Text block:

──────────────────────────────

Why your Chicago heating bill could be a backbreaker this winter

With winter approaching, Chicagoans wondering how tough the weather will be are getting one clear warning: Their personal finances are liable to get a case of frostbite.

The big concern is sharply higher costs for natural gas, used to heat the overwhelming majority of homes in the area. Nicor, the utility serving most suburbs and Northern Illinois, estimated its average residential customer will pay almost $450 more for natural gas supplies in the coming winter, or $971, almost double the cost of a year ago.

Peoples Gas said it has yet to develop an estimate, but the utility serving Chicago acknowledged bills will jump sharply. The Citizens Utility Board, a watchdog group, said this winter’s prices will be the highest since the season of 2008-09.

Some residents, though, already report substantial increases in bills due under Peoples’ budget payment plans.

John McKernin, a retired trade-show worker on the Northwest Side, said his monthly gas bill rose from about $140 to about $450 and appears to be headed higher, although he’s not sure how much. He said he got a bill for about $980 due this month after he thought he had settled an overdue balance with Peoples with a lump-sum payment.

"Whatever is going on with this, it’s a big chunk of money. Anyone would have trouble accepting this," he said. McKernin said he has spoken with the gas company but gotten little satisfaction.


South Side resident William King, also on a Peoples budget plan, said his monthly payment on two units shot up to about $250 from around $54 several weeks ago. "I can’t afford an increase like that. We know they’re making money. They’re just misusing the consumer," said King, a retired investigator for the U.S. Department of Labor.

King said he’s fallen about $1,000 behind in payments to Peoples and is "trying to work something out" with the utility but hasn’t been threatened with a shutoff.

──────────────────────────────

Recorded data:
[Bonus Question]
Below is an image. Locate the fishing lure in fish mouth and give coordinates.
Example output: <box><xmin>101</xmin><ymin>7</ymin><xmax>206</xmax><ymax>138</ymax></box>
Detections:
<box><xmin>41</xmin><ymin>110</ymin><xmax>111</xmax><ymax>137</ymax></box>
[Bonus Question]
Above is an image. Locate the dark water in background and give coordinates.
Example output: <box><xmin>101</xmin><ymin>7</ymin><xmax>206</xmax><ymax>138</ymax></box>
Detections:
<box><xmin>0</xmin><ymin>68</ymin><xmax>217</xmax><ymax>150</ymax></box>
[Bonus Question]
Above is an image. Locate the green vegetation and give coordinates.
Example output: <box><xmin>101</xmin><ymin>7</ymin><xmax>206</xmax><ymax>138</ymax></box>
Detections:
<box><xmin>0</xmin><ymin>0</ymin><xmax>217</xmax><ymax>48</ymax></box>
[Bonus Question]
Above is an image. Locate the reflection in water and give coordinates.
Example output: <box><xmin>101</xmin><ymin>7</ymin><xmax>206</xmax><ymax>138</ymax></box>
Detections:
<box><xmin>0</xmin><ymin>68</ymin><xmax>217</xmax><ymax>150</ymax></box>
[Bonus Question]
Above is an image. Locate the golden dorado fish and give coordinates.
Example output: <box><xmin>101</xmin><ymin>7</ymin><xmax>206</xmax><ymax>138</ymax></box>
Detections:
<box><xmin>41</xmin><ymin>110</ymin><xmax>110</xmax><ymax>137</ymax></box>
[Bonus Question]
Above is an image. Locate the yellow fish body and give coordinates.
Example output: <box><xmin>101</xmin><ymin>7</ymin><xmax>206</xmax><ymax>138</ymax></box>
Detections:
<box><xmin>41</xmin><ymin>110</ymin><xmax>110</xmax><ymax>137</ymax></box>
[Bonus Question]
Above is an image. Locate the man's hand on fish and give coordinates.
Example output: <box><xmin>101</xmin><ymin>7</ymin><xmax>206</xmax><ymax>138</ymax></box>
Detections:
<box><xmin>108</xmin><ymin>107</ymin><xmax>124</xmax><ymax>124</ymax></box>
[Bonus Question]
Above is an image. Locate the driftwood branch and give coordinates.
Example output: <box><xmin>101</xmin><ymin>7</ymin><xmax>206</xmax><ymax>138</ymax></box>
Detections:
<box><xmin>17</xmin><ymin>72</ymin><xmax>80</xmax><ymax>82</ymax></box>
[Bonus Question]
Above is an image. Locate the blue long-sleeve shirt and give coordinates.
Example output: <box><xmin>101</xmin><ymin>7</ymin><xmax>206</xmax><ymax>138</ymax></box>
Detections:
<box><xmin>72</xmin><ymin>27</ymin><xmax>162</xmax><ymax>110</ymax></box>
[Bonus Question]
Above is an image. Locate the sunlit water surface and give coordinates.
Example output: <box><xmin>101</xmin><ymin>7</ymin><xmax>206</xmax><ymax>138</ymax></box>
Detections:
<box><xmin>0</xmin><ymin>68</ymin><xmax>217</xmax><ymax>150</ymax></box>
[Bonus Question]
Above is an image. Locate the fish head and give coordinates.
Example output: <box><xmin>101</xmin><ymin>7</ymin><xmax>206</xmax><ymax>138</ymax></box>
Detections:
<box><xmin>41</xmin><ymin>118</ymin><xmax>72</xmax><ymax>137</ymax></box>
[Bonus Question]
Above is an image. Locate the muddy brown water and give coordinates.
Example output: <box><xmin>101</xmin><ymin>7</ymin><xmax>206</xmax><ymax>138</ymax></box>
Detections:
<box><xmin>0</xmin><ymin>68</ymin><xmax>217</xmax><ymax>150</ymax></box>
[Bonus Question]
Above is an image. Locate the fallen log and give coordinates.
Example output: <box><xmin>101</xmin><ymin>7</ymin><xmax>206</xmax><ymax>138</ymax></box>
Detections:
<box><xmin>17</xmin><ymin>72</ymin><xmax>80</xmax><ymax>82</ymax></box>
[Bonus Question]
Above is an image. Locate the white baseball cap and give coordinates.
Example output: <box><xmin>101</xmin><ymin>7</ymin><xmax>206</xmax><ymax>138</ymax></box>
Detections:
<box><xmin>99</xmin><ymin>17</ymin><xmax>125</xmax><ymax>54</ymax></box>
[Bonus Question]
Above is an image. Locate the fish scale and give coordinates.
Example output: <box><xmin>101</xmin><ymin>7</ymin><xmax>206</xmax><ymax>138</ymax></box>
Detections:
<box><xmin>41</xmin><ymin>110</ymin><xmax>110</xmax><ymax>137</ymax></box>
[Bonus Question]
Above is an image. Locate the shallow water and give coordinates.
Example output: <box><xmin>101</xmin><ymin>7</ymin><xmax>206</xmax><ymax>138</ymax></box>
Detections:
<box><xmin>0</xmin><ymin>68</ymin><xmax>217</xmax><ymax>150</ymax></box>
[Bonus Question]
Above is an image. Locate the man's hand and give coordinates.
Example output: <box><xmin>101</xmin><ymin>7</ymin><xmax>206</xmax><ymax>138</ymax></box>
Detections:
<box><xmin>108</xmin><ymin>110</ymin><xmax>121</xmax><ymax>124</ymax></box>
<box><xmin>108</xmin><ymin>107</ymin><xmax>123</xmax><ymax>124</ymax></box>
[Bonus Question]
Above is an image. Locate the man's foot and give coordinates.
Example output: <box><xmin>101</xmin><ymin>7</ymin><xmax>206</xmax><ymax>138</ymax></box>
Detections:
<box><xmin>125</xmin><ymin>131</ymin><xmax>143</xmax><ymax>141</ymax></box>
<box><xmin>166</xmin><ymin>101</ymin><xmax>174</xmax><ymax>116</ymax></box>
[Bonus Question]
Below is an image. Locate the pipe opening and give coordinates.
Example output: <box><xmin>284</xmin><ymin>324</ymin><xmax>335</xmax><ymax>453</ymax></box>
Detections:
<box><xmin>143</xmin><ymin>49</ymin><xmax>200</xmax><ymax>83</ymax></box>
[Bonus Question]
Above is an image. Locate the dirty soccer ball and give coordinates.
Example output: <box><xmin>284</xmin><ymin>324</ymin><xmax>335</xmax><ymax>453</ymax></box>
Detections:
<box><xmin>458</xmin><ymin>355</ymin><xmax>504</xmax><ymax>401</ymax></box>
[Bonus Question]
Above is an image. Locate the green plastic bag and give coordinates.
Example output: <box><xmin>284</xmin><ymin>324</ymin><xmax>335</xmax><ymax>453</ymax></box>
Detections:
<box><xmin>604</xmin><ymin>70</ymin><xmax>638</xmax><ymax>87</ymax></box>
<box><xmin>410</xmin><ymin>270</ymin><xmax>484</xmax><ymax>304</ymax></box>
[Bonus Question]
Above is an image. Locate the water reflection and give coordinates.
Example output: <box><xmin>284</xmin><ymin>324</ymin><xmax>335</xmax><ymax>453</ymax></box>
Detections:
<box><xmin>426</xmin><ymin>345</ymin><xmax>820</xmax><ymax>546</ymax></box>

──────────────────────────────

Exercise set:
1. Using the heating-bill article, decide whether each statement agrees with it. Answer yes or no and quote the words that decide it.
(a) Nicor expects its average residential customer to pay $971 for natural gas supplies in the coming winter.
(b) Peoples Gas has released an estimate of how much its customers' bills will rise.
(c) William King has been threatened with a shutoff.
2. Answer these questions from the heating-bill article.
(a) Which watchdog group said this winter's prices will be the highest since the 2008-09 season?
(b) What work did John McKernin do before retiring?
(c) Where did William King work before he retired?
3. Transcribe the part of the heating-bill article that begins with the words "Peoples Gas said" and ends with "budget payment plans.".

Per-task outputs:
1.
(a) Yes: "estimated its average residential customer will pay almost $450 more for natural gas supplies in the coming winter, or $971"
(b) No: "Peoples Gas said it has yet to develop an estimate"
(c) No: "hasn’t been threatened with a shutoff"

2.
(a) The Citizens Utility Board
(b) He was a trade-show worker.
(c) He was an investigator for the U.S. Department of Labor.

3.
Peoples Gas said it has yet to develop an estimate, but the utility serving Chicago acknowledged bills will jump sharply. The Citizens Utility Board, a watchdog group, said this winter’s prices will be the highest since the season of 2008-09.

Some residents, though, already report substantial increases in bills due under Peoples’ budget payment plans.